→ Goal of the exercise: Return every line in the entries below that contains the word "background", copying each line in full.

→ Source data:

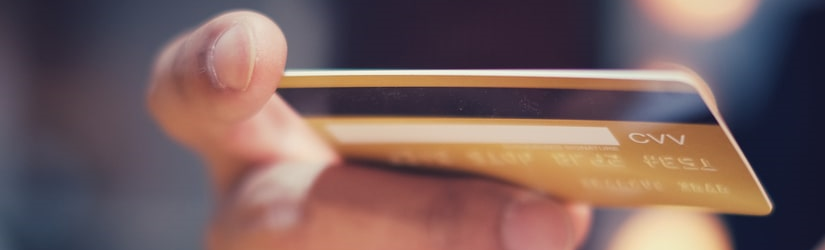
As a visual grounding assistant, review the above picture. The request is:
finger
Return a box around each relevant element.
[609,210,733,250]
[147,11,335,190]
[209,164,589,250]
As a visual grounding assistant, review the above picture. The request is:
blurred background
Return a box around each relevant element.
[0,0,825,250]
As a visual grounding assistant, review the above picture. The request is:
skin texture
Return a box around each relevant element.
[147,11,591,250]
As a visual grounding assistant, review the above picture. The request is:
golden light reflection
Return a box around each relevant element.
[609,210,732,250]
[636,0,759,39]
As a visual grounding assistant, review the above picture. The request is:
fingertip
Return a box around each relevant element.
[565,202,593,246]
[501,197,575,250]
[149,11,287,126]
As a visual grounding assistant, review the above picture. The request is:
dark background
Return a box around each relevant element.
[0,0,825,250]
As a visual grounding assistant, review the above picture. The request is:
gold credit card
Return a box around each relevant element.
[277,70,772,215]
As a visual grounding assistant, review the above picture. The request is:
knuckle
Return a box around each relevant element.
[421,178,516,249]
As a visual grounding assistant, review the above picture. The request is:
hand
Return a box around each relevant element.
[148,11,590,250]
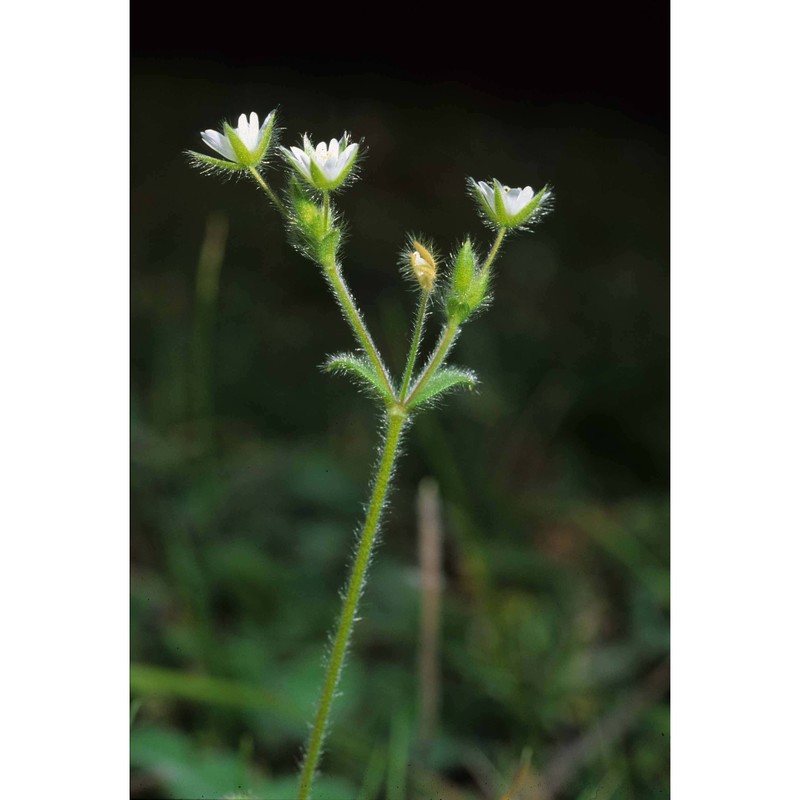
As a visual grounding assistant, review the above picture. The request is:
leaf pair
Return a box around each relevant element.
[324,353,478,411]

→ Final result:
blurred background
dark background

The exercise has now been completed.